# Provided records
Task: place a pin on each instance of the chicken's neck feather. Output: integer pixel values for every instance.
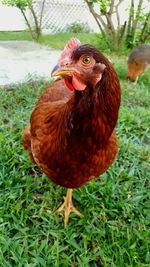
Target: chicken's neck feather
(93, 113)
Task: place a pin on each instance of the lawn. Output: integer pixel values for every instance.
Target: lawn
(114, 231)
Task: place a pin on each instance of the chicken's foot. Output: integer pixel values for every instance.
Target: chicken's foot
(68, 207)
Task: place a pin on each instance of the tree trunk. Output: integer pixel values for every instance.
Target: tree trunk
(145, 32)
(129, 38)
(136, 19)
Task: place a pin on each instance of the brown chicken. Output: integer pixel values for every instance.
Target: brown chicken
(71, 133)
(138, 61)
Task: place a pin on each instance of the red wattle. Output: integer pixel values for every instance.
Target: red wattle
(69, 85)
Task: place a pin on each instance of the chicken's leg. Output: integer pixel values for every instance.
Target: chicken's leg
(68, 207)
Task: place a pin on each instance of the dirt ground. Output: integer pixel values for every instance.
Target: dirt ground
(21, 61)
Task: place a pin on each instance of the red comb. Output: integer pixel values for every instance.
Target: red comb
(69, 48)
(72, 43)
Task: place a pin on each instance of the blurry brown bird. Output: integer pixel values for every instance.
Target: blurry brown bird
(71, 133)
(138, 61)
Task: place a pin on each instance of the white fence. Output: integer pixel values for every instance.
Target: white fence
(58, 14)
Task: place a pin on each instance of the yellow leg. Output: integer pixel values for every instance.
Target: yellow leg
(68, 207)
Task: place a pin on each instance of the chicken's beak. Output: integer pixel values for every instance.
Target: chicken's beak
(61, 71)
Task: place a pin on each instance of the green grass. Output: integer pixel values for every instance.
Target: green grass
(114, 231)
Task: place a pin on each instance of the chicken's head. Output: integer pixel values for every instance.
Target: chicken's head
(79, 65)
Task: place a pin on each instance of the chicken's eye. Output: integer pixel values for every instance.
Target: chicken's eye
(86, 60)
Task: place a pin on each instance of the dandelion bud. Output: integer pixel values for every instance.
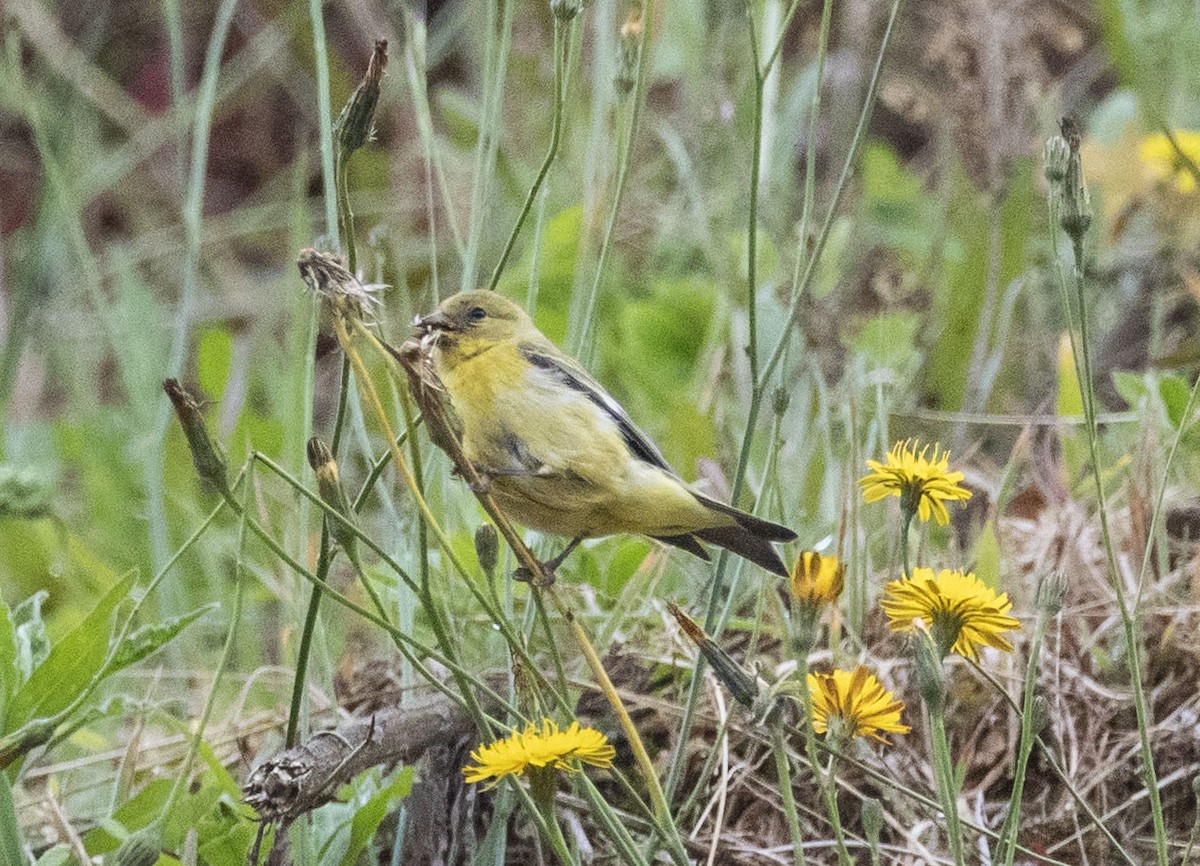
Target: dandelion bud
(1055, 160)
(1077, 204)
(487, 546)
(25, 493)
(207, 456)
(928, 661)
(355, 124)
(742, 685)
(1051, 590)
(873, 823)
(329, 485)
(630, 46)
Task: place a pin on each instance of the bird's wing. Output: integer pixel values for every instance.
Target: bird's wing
(577, 379)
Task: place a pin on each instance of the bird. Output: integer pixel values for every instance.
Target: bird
(558, 452)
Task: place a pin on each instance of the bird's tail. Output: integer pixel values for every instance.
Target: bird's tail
(747, 536)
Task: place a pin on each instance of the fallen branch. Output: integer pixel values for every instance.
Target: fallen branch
(307, 776)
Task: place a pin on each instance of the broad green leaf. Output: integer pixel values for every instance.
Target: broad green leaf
(10, 833)
(1174, 390)
(370, 816)
(214, 356)
(130, 817)
(151, 638)
(72, 663)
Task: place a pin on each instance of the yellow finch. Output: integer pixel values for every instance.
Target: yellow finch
(561, 455)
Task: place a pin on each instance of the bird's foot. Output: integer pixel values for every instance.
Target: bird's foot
(479, 480)
(546, 578)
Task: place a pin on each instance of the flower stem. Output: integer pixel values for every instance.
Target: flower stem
(831, 792)
(947, 789)
(562, 58)
(1081, 354)
(784, 771)
(1012, 822)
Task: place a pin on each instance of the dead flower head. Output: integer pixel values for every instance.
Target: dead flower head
(345, 293)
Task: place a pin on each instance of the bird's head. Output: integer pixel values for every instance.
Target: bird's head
(472, 322)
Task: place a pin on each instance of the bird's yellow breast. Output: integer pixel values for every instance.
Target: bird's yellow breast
(557, 459)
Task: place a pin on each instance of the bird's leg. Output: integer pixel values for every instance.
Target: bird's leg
(549, 566)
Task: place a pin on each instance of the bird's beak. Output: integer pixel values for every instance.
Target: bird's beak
(437, 320)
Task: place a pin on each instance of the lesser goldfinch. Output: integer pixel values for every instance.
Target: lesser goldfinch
(561, 455)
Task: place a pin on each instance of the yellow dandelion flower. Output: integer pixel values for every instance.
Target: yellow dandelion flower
(1159, 157)
(817, 579)
(960, 611)
(924, 483)
(539, 746)
(853, 703)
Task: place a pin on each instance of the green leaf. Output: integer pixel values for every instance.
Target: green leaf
(58, 855)
(151, 638)
(10, 672)
(72, 663)
(131, 816)
(988, 557)
(1174, 390)
(214, 358)
(370, 816)
(1132, 388)
(10, 833)
(33, 644)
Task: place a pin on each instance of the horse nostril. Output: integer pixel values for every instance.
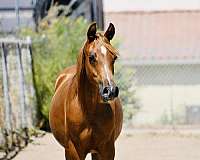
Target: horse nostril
(116, 91)
(106, 91)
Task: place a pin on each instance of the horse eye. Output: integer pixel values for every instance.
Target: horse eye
(92, 58)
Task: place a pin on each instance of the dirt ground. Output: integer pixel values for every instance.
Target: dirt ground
(137, 146)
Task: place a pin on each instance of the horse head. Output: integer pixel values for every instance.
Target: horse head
(100, 57)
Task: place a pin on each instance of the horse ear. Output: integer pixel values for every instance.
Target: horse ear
(110, 32)
(91, 34)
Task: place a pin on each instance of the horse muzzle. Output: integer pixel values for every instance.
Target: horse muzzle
(109, 92)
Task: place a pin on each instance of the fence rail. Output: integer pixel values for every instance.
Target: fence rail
(17, 94)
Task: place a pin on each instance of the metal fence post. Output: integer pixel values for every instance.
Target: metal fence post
(21, 86)
(8, 110)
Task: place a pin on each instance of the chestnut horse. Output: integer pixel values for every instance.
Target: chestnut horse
(86, 114)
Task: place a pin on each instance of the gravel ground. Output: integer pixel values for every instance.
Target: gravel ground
(139, 146)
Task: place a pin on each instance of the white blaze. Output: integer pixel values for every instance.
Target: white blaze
(106, 72)
(103, 50)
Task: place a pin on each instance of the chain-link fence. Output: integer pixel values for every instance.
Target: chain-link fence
(162, 48)
(17, 95)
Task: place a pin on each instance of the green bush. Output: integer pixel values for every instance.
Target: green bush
(54, 48)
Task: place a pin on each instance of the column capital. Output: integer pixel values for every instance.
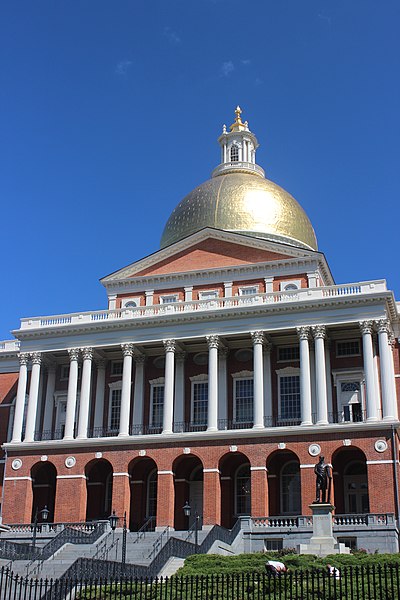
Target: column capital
(303, 332)
(36, 358)
(383, 326)
(73, 353)
(169, 345)
(212, 341)
(127, 349)
(366, 327)
(257, 337)
(87, 353)
(23, 359)
(319, 331)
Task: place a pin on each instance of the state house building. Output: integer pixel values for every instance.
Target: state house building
(222, 367)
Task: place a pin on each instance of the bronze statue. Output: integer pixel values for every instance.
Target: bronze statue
(323, 473)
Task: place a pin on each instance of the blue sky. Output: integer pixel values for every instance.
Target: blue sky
(110, 110)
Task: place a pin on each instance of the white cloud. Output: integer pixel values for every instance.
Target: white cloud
(123, 67)
(227, 68)
(172, 36)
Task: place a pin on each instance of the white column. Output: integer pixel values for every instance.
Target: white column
(212, 417)
(267, 385)
(319, 333)
(20, 401)
(389, 407)
(138, 394)
(71, 396)
(371, 403)
(99, 399)
(305, 378)
(168, 409)
(127, 351)
(49, 401)
(179, 408)
(36, 358)
(258, 379)
(87, 354)
(222, 385)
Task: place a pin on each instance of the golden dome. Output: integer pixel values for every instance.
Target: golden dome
(242, 203)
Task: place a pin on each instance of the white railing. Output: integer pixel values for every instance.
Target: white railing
(9, 346)
(217, 304)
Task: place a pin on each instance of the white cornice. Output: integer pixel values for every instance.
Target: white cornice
(210, 233)
(246, 435)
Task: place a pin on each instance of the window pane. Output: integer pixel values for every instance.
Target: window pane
(157, 405)
(290, 397)
(200, 403)
(244, 394)
(115, 409)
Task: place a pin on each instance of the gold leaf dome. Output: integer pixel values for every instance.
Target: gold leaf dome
(240, 199)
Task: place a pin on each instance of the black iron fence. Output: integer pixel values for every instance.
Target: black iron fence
(352, 583)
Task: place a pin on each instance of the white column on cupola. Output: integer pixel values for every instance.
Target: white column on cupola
(127, 351)
(212, 416)
(71, 394)
(371, 403)
(36, 358)
(319, 333)
(305, 377)
(169, 384)
(21, 395)
(258, 379)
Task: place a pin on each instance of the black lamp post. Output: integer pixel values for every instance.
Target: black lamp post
(187, 510)
(44, 513)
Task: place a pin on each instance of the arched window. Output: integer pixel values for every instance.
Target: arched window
(243, 491)
(290, 488)
(234, 153)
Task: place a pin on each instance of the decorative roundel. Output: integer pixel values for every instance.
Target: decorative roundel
(314, 449)
(70, 461)
(381, 445)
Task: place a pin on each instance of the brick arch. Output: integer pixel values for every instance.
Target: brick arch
(143, 484)
(99, 483)
(350, 463)
(188, 487)
(44, 483)
(229, 465)
(279, 466)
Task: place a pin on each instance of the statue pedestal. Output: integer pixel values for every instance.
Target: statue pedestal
(322, 541)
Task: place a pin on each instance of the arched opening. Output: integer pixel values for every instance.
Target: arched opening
(44, 478)
(143, 482)
(284, 484)
(188, 482)
(350, 479)
(235, 487)
(99, 481)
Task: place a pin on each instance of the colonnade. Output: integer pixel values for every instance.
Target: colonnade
(216, 365)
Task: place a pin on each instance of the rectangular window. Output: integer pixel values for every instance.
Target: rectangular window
(290, 397)
(157, 405)
(348, 348)
(244, 395)
(288, 353)
(169, 299)
(200, 403)
(116, 367)
(208, 295)
(115, 409)
(248, 291)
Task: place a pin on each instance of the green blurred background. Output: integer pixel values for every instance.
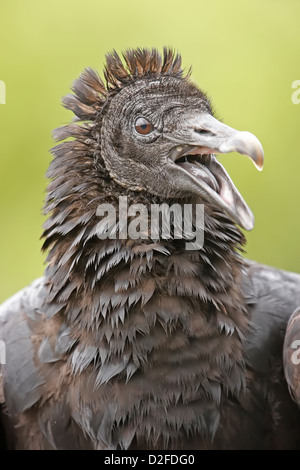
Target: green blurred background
(245, 54)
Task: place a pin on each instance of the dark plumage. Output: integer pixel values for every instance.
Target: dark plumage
(142, 344)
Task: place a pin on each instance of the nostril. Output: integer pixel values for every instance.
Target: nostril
(203, 131)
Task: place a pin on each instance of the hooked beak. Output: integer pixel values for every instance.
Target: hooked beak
(202, 137)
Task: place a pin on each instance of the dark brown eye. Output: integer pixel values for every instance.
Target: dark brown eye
(143, 126)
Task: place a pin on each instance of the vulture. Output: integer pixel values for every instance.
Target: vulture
(141, 339)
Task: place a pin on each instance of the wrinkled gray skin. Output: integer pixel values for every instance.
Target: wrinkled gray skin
(142, 344)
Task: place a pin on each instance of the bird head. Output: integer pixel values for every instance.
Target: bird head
(156, 131)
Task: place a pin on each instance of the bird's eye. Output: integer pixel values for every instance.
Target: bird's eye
(143, 126)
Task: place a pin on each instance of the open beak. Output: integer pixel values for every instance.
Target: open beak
(205, 136)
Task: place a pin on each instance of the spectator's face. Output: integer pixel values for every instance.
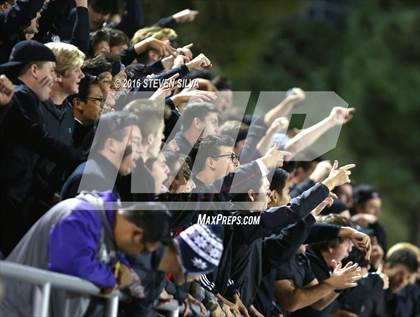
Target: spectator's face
(283, 198)
(32, 29)
(101, 48)
(129, 238)
(128, 162)
(5, 6)
(371, 207)
(346, 194)
(45, 77)
(155, 141)
(186, 187)
(224, 100)
(118, 81)
(105, 81)
(239, 146)
(119, 48)
(96, 19)
(223, 163)
(90, 109)
(159, 171)
(399, 276)
(70, 82)
(263, 195)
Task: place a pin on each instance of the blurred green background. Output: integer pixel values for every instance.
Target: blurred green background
(368, 52)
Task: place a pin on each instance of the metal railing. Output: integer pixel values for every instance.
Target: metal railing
(47, 279)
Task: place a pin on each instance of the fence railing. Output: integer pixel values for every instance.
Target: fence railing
(47, 279)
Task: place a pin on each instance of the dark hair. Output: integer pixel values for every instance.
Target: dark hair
(173, 158)
(405, 257)
(332, 219)
(196, 110)
(111, 126)
(101, 35)
(23, 69)
(152, 217)
(117, 37)
(278, 182)
(84, 87)
(209, 147)
(105, 6)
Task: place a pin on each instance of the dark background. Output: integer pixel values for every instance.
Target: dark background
(368, 52)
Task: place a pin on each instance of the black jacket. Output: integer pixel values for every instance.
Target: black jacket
(24, 140)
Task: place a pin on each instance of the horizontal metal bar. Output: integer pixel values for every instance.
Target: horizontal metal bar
(38, 276)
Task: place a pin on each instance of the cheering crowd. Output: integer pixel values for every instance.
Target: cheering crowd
(125, 162)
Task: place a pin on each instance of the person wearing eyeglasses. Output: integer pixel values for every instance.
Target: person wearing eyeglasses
(87, 107)
(57, 116)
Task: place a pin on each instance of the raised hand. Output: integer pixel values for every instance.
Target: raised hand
(187, 95)
(326, 203)
(338, 176)
(185, 15)
(384, 277)
(295, 95)
(345, 277)
(278, 125)
(362, 241)
(166, 89)
(199, 62)
(341, 115)
(186, 51)
(162, 47)
(321, 171)
(274, 157)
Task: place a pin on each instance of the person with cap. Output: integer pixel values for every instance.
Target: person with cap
(57, 115)
(24, 139)
(195, 251)
(89, 237)
(87, 106)
(366, 209)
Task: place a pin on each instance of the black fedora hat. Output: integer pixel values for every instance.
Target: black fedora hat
(26, 52)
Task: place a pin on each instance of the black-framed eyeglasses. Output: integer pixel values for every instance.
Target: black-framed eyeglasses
(233, 157)
(101, 100)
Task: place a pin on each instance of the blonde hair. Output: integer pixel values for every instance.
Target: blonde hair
(67, 56)
(154, 31)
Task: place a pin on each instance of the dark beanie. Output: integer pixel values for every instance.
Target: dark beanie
(200, 248)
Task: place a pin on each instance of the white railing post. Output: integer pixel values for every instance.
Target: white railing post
(112, 306)
(41, 300)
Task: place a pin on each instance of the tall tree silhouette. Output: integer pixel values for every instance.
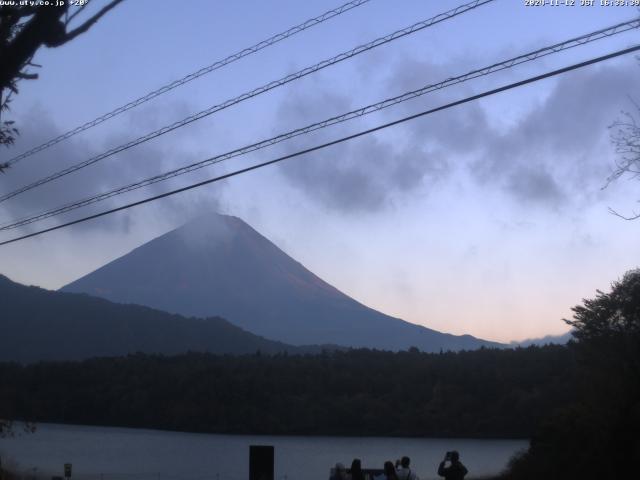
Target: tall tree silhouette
(23, 30)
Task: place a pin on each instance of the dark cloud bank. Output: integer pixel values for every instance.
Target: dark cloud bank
(553, 156)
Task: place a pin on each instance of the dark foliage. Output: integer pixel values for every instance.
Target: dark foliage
(598, 436)
(24, 28)
(483, 393)
(38, 324)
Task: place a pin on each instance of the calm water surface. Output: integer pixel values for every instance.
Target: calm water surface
(124, 454)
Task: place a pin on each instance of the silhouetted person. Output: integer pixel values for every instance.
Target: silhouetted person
(404, 472)
(356, 470)
(390, 471)
(455, 471)
(339, 473)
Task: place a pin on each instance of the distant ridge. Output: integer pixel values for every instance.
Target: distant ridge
(219, 265)
(546, 340)
(38, 324)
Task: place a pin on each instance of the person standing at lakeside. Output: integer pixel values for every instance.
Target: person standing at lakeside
(455, 470)
(405, 472)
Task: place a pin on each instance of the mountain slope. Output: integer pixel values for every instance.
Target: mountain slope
(219, 265)
(38, 324)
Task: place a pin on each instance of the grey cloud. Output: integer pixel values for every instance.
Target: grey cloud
(555, 153)
(126, 167)
(361, 175)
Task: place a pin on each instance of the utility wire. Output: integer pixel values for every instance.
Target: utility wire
(527, 57)
(335, 142)
(312, 22)
(260, 90)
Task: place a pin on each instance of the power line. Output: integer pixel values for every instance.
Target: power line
(334, 142)
(258, 91)
(312, 22)
(527, 57)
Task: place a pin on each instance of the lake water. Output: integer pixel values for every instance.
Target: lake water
(127, 454)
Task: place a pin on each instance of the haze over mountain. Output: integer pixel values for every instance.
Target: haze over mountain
(38, 324)
(219, 265)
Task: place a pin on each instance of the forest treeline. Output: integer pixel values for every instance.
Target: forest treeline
(482, 393)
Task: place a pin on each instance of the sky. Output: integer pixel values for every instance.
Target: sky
(488, 218)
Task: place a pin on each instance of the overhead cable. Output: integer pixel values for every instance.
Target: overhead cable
(253, 93)
(496, 67)
(312, 22)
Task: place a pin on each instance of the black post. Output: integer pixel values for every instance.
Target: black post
(261, 462)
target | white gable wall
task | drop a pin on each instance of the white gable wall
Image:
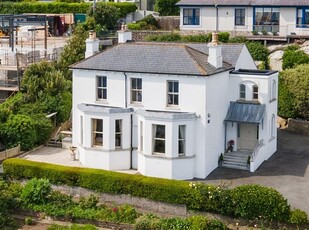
(245, 60)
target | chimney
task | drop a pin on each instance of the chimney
(215, 56)
(124, 34)
(92, 44)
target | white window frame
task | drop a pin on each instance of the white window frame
(255, 93)
(118, 133)
(137, 90)
(101, 88)
(273, 127)
(241, 92)
(81, 140)
(182, 139)
(172, 93)
(94, 132)
(141, 130)
(159, 139)
(274, 90)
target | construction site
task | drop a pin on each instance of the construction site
(25, 39)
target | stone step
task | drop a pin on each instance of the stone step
(236, 166)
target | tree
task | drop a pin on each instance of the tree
(294, 92)
(75, 48)
(19, 129)
(292, 58)
(105, 15)
(167, 7)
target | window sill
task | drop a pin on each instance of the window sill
(163, 156)
(172, 107)
(105, 102)
(136, 104)
(272, 100)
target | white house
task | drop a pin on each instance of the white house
(168, 109)
(243, 16)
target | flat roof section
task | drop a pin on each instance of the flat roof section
(253, 72)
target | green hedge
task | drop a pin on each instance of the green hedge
(59, 7)
(249, 201)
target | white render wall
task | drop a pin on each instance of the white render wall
(226, 20)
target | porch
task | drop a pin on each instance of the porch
(244, 133)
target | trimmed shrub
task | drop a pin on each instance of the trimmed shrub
(298, 217)
(292, 58)
(224, 37)
(60, 7)
(36, 191)
(254, 201)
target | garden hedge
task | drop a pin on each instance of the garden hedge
(59, 7)
(248, 201)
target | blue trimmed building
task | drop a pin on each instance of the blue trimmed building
(241, 17)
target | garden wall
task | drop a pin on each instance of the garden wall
(145, 204)
(298, 126)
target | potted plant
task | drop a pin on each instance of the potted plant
(230, 145)
(220, 159)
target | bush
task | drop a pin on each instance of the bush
(224, 37)
(167, 7)
(249, 201)
(254, 201)
(36, 191)
(60, 7)
(292, 58)
(238, 39)
(28, 221)
(293, 92)
(298, 217)
(20, 129)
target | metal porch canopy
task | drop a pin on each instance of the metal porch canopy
(243, 112)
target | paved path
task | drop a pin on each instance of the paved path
(287, 171)
(52, 155)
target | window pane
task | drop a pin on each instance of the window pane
(133, 83)
(181, 147)
(160, 131)
(139, 83)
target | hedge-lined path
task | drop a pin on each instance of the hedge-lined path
(287, 171)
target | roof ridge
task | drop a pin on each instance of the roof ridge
(199, 66)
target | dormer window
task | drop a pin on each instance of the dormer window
(273, 90)
(242, 92)
(255, 92)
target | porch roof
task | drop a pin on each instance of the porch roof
(242, 112)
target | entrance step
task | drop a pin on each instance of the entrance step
(236, 160)
(54, 143)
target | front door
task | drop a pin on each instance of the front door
(247, 136)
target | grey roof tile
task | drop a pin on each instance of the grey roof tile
(162, 58)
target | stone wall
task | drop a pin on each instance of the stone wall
(145, 204)
(139, 35)
(169, 22)
(298, 126)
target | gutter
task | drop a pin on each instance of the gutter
(131, 118)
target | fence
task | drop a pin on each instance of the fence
(9, 153)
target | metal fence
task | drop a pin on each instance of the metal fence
(10, 153)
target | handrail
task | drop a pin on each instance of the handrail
(256, 150)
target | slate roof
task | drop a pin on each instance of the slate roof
(245, 112)
(161, 58)
(244, 2)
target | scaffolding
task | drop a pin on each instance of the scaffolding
(23, 42)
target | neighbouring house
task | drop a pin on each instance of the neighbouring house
(170, 109)
(241, 17)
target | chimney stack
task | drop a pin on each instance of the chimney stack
(214, 55)
(92, 44)
(124, 34)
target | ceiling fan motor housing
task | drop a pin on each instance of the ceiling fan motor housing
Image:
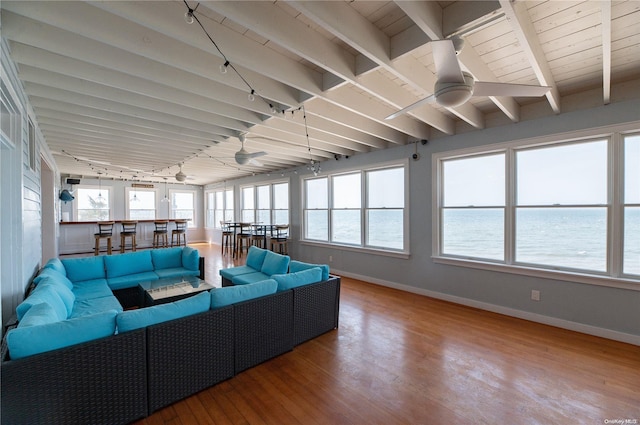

# Work to complete
Where in the entries above does the word "ceiling" appear? Copy each line that has it.

# Output
target | ceiling fan motor housing
task | drop a pin on each instance of the ceiling fan motor housing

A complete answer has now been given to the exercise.